* **SOURCE DOCUMENT**:
Afterwards I looked around outside to take photos before it got too dark, and enjoyed the graffiti on the Norman doorway. We were then given a tour of the tower, involving a slightly nerve-racking ascent up a ladder-like flight of glass stairs. Steve thought he might have stayed here once before, twenty years ago, but only some of the details corresponded with his memory of it. For myself, I thought how thoroughly excellent it was to be in possession of this bizarre excuse to meet strangers, to see and play music in such a quirky building. Not that I would have agreed with the Church of England’s decision back in the 1970s to sell off redundant churches, but that was nothing to do with me, so I simply enjoyed the weird and wonderful evening granted to me. Who would have thought such unusual adventures were possible within forty minutes’ drive of home?

All Saints’, Little Cornard
Little Cornard is a pretty little church out in the sticks – not as I would have expected, considering its proximity to Sudbury. I was met at the churchyard gate on a warm, sunny morning, and walked round to the beautiful porch through a gigantic churchyard spreading out to the east. A few people were inside waiting to listen. It was a simple and pleasant little church, though I could tell the chancel arch would block the travel of sound somewhat. Perhaps the uneven nave walls also contributed to the church’s relative lack of resonance. But it didn’t matter: it was a pleasure to be there playing Bach and Irish music to a handful of appreciative people, ordinary as it seemed after my unusual experience at Rishangles the previous evening.

I took my time wandering round the church and churchyard afterwards, realising I’d completely lost my bearings and couldn’t remember which side of the churchyard I’d entered from, since I’d been following the churchwarden and chatting rather than paying attention to which direction we were walking in. Eventually I worked out my car was outside the nearest entrance at the northeast corner of the church, and once loaded up, I headed back home in the sunshine feeling happy with my little outing.

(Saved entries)
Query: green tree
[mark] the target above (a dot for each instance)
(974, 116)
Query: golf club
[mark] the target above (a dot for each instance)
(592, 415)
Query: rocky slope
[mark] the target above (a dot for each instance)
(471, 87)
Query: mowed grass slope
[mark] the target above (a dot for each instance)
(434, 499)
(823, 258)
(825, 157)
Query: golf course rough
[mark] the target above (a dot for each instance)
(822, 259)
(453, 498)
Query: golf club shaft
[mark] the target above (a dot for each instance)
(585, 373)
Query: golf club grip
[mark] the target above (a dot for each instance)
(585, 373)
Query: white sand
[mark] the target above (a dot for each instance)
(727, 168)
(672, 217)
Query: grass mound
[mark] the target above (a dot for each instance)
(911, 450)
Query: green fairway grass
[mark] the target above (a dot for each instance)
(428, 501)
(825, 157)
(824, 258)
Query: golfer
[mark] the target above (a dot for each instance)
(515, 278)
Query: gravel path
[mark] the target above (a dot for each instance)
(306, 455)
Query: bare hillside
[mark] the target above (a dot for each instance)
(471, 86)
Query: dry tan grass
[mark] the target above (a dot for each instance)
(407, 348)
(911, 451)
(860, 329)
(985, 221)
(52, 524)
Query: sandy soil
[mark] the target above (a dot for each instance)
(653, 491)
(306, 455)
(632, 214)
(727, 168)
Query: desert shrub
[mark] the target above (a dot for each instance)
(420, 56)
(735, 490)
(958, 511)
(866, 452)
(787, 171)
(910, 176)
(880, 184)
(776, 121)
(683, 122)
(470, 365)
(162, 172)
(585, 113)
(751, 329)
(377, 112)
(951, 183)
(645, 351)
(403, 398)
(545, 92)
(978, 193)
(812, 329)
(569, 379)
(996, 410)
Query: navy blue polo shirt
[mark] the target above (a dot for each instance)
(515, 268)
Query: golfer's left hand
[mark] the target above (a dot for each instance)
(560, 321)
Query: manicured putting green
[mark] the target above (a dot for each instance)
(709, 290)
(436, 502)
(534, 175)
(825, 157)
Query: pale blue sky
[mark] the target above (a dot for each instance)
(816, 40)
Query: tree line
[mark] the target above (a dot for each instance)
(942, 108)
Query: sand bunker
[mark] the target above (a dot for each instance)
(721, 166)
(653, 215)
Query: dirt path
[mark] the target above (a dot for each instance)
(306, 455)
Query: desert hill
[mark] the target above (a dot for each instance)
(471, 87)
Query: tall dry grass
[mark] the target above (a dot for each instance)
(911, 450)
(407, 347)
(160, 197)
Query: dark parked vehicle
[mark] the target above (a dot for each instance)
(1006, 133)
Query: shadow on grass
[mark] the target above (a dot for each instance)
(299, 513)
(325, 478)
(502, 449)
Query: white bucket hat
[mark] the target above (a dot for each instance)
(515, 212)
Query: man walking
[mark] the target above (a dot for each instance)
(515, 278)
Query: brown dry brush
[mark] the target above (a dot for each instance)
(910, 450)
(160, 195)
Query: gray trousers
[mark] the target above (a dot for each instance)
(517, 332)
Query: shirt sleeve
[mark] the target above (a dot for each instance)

* **EXERCISE TASKS**:
1) In the church visits account, what music did the writer play at Little Cornard?
2) In the church visits account, rewrite the stretch from "I took my time" through "my little outing.", replacing "churchwarden" with "vicar".
3) Write what comes next in the church visits account, picking up after its last sentence.

* **TASK RESPONSES**:
1) Bach and Irish music.

2)
I took my time wandering round the church and churchyard afterwards, realising I’d completely lost my bearings and couldn’t remember which side of the churchyard I’d entered from, since I’d been following the vicar and chatting rather than paying attention to which direction we were walking in. Eventually I worked out my car was outside the nearest entrance at the northeast corner of the church, and once loaded up, I headed back home in the sunshine feeling happy with my little outing.

3)
St Peter’s, Copdock
Disappointingly, I hadn’t heard anything from the churchwarden at Copdock, but after enough time had passed for me to feel sure he would have received Philip’s, the Sproughton churchwarden’s, email, I felt brave enough to phone. I was starting to feel a mild urgency about getting my remaining church visits in the diary, since the number of free days available was quickly diminishing. Adrian was undemonstrative but friendly enough, and seemed keen for me to come after a Sunday service to allow for the possibility of an audience of late-stayers. So, a few days after our conversation, I pitched up at Copdock feeling some lingering nervousness about returning to the scene of an unpleasant experience.

I walked around the churchyard while I waited for the service to end, enjoying the flint decorations patched with brick low down on the nave wall. The church was relatively full – more than you usually see at a village Sunday service these days – and I wondered how many would stay on to listen. Not many, it turned out, but I enjoyed my brief chat with a friendly Spaniard which really was a novelty for a Suffolk village church. Judging that there was no one really listening – certainly no one close enough to warrant announcing the names of the pieces – I set up and began to play without saying anything further. Despite the carpet, the acoustic was pleasant.

There was little danger, I knew, of bumping into the offending party on my second visit, so my anxiety about visiting was not on that account. It was simply to do with place associations, and because, I was discovering, a bad experience requires the same strength in its opposite to neutralise it. My reception second time round – on the phone and in person – were pleasant enough, but mildly so; not sufficient, it turned out, to completely obliterate the memory of my previous encounter. But my relationship with Copdock was now on its way to being healed, at least, even if there was still some way to go.